EXERCISE DETAILS
Please locate each line in the rows below that contains the word "post" and copy those lines out. Treat uppercase and lowercase as different.

SOURCE MATERIAL
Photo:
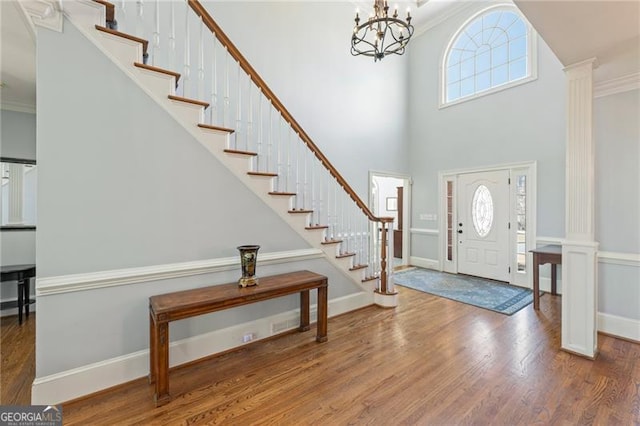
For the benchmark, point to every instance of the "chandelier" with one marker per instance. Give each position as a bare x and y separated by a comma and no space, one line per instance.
381,34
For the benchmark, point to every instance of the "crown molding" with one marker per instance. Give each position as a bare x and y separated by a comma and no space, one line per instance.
17,106
617,85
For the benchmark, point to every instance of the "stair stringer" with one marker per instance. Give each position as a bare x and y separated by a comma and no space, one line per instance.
124,53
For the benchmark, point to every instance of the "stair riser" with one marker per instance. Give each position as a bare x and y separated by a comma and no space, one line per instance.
159,84
122,50
189,114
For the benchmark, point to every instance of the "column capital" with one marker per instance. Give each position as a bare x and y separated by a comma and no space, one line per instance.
44,13
582,66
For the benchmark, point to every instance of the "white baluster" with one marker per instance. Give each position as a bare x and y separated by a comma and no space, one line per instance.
279,153
239,107
156,33
201,61
139,18
249,115
260,131
186,90
270,147
305,183
214,83
172,36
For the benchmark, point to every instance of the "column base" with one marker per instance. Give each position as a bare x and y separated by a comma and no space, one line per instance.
385,300
580,298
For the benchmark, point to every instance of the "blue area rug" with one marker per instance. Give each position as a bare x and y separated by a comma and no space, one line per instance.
504,298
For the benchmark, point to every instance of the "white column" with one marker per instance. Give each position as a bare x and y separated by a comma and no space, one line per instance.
579,250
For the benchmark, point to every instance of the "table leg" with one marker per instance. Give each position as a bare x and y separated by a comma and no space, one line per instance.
153,350
27,290
162,396
536,283
304,310
20,300
321,335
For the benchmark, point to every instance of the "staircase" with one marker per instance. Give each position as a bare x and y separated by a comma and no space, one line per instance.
243,124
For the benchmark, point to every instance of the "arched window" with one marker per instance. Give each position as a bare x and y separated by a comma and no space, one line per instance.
492,50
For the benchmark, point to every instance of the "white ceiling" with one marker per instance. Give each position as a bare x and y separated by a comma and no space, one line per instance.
575,30
580,30
17,59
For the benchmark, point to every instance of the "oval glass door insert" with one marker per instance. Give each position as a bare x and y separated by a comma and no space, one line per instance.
482,210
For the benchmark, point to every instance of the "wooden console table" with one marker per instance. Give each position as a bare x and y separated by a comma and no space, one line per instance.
169,307
546,254
22,274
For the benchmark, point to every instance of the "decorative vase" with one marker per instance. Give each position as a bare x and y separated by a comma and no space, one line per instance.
248,259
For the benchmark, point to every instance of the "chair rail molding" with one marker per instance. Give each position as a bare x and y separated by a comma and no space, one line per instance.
90,281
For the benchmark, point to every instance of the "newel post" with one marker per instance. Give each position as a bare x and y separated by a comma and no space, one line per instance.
385,295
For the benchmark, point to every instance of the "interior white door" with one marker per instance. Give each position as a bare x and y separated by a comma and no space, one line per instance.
483,224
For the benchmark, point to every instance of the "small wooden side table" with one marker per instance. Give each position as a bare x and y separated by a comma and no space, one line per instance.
22,274
546,254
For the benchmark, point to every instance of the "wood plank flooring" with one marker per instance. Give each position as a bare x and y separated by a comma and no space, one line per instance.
17,359
430,361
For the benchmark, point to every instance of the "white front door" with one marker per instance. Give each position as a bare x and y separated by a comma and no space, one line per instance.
483,224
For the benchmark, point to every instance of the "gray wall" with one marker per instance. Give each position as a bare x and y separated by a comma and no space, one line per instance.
18,140
523,123
355,110
617,138
18,134
122,185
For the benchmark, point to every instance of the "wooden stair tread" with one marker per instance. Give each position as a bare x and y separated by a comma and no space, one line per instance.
210,127
288,194
268,174
145,43
235,151
331,242
340,256
158,69
189,101
110,8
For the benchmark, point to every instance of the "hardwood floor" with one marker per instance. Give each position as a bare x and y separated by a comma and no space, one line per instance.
428,361
18,359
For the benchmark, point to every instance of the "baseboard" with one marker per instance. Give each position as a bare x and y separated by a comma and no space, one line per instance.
423,262
81,381
619,326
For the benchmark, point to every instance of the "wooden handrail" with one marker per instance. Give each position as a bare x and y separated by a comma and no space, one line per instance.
244,64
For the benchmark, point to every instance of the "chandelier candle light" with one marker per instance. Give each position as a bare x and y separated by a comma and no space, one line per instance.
381,34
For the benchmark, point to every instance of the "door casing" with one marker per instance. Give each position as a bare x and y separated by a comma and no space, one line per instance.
528,169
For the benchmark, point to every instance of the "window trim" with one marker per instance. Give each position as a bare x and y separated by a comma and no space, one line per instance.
532,54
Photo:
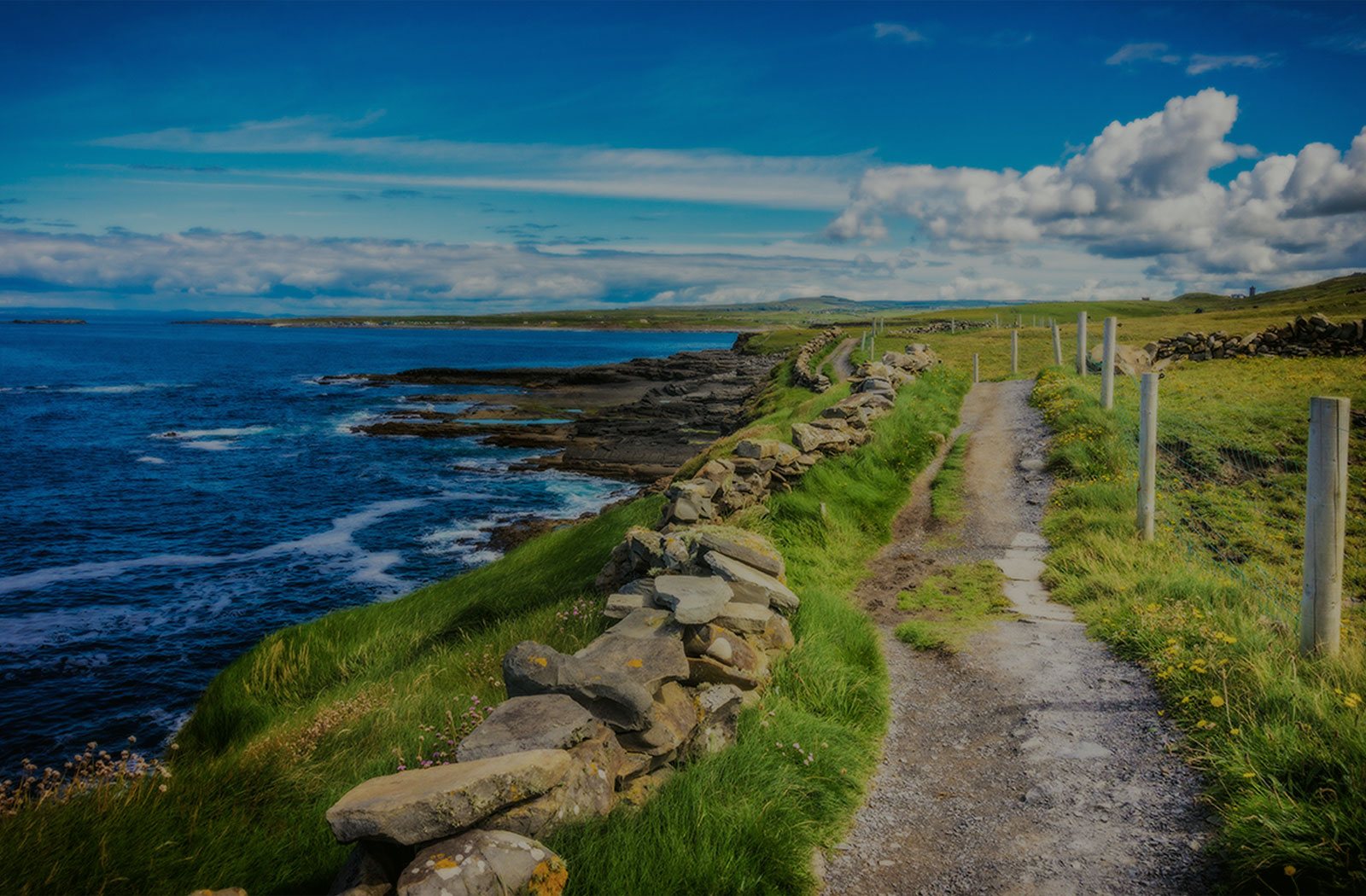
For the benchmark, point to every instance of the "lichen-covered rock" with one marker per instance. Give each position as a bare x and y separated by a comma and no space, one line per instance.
541,721
717,711
738,544
645,648
705,670
423,805
619,701
587,789
485,864
674,719
751,585
693,598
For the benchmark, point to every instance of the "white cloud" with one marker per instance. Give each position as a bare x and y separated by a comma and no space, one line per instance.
1142,190
701,175
898,32
1200,63
1142,52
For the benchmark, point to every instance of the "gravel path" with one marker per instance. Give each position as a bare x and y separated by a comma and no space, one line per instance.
840,358
1033,761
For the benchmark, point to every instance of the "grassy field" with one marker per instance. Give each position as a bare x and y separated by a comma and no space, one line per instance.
1211,607
316,707
947,607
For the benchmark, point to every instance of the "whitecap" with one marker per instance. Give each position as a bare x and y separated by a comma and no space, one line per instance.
335,541
211,444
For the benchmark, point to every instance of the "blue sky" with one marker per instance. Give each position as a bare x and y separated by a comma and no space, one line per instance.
332,157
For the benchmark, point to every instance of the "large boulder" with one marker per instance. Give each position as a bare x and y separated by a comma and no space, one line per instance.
619,701
750,585
423,805
812,439
587,789
484,864
693,598
541,721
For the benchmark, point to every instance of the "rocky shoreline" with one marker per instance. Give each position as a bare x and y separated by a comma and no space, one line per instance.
639,420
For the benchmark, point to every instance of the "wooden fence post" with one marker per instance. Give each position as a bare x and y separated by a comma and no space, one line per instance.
1325,523
1081,343
1108,366
1147,457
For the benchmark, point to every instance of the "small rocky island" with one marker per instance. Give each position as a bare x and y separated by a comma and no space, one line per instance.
637,420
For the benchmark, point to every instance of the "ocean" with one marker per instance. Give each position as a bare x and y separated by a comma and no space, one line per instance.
171,493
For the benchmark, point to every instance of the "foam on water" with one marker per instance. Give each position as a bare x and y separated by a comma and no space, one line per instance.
123,591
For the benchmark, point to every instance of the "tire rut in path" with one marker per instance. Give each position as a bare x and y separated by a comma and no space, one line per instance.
1033,761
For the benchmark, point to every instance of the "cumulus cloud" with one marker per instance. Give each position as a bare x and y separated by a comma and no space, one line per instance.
1142,190
898,32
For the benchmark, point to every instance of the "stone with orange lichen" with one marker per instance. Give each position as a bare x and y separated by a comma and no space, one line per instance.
485,864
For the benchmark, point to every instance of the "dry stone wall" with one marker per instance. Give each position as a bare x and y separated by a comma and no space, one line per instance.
701,614
1313,335
803,372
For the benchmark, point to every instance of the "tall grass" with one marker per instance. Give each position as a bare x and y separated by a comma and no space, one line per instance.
1281,741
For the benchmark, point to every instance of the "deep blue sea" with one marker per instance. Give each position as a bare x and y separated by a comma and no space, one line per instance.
134,564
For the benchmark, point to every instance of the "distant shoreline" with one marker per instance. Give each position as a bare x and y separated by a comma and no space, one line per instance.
578,328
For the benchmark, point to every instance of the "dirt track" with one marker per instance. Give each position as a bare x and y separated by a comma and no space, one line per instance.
1033,761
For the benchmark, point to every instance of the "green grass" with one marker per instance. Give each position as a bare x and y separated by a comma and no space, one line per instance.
949,607
947,488
318,707
1281,741
748,820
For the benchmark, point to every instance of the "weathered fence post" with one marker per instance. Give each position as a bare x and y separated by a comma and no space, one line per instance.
1325,522
1108,366
1147,457
1081,343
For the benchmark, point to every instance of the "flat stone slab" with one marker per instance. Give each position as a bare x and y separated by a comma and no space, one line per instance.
744,547
484,864
423,805
543,721
744,618
693,598
534,668
1022,568
649,661
750,584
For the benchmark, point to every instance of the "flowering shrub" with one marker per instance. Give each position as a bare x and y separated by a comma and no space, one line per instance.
86,772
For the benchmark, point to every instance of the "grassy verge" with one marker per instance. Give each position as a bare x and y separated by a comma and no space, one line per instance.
947,488
748,820
1281,741
947,607
316,707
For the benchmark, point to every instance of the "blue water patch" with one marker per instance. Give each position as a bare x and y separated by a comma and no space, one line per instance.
172,493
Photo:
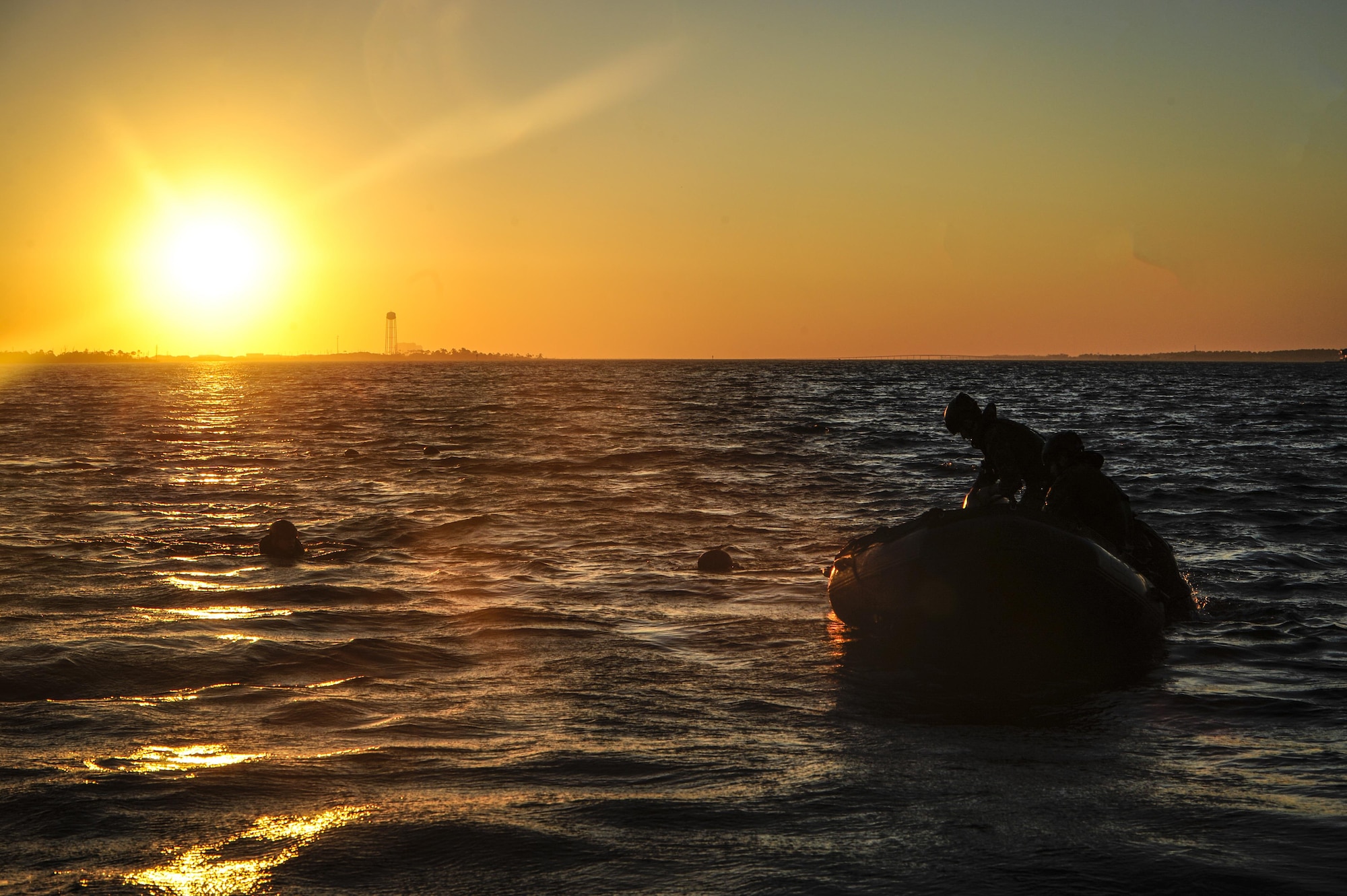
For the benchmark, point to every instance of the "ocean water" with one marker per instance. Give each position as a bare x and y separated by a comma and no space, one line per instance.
499,670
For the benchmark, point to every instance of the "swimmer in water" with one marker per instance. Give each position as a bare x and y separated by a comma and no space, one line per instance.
282,541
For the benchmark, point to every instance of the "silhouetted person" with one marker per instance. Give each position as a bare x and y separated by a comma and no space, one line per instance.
282,541
1012,454
1084,494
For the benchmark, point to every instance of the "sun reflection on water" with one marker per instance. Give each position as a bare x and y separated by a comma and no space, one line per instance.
158,758
213,870
216,613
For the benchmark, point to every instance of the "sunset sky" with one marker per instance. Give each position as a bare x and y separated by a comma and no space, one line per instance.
674,179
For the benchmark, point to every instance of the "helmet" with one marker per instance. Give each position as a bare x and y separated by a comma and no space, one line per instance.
1062,447
961,409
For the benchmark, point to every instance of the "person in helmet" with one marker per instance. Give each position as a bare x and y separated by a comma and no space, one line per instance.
1084,494
1012,454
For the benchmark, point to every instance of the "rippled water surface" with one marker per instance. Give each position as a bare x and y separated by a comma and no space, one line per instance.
499,670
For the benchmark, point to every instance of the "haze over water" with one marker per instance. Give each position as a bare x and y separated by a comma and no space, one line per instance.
499,670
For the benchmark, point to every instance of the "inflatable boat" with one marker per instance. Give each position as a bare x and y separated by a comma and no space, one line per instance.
999,591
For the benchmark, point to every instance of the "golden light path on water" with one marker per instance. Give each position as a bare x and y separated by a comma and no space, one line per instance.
157,758
208,870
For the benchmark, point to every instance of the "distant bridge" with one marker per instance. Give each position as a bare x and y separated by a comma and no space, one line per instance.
917,358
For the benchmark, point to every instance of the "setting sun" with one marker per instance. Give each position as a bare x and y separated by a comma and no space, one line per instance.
216,259
215,256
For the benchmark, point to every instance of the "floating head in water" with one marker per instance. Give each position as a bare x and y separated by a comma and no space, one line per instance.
282,541
716,560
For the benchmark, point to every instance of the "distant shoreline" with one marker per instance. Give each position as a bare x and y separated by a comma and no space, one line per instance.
1291,355
457,355
442,355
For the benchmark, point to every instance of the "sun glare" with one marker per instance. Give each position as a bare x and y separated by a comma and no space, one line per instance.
213,257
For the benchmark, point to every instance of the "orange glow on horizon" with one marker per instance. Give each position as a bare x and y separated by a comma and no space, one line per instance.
670,180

EXERCISE SOLUTION
For the benchmark, point to every instance of the "newel post" with one marker per instance. Give each position as a bare x and y separated by a comma and no space, one line per instance.
For the benchmark, point to every instance of the "wooden fence post" with one marker per instance. Give each position as a bare x and y separated by a comma and no space, one line per instance.
For the benchmark, point to every instance of the "weathered fence post" with one marker per instance. Give each position as a bare x and y separated by a comma and no space, one line per instance.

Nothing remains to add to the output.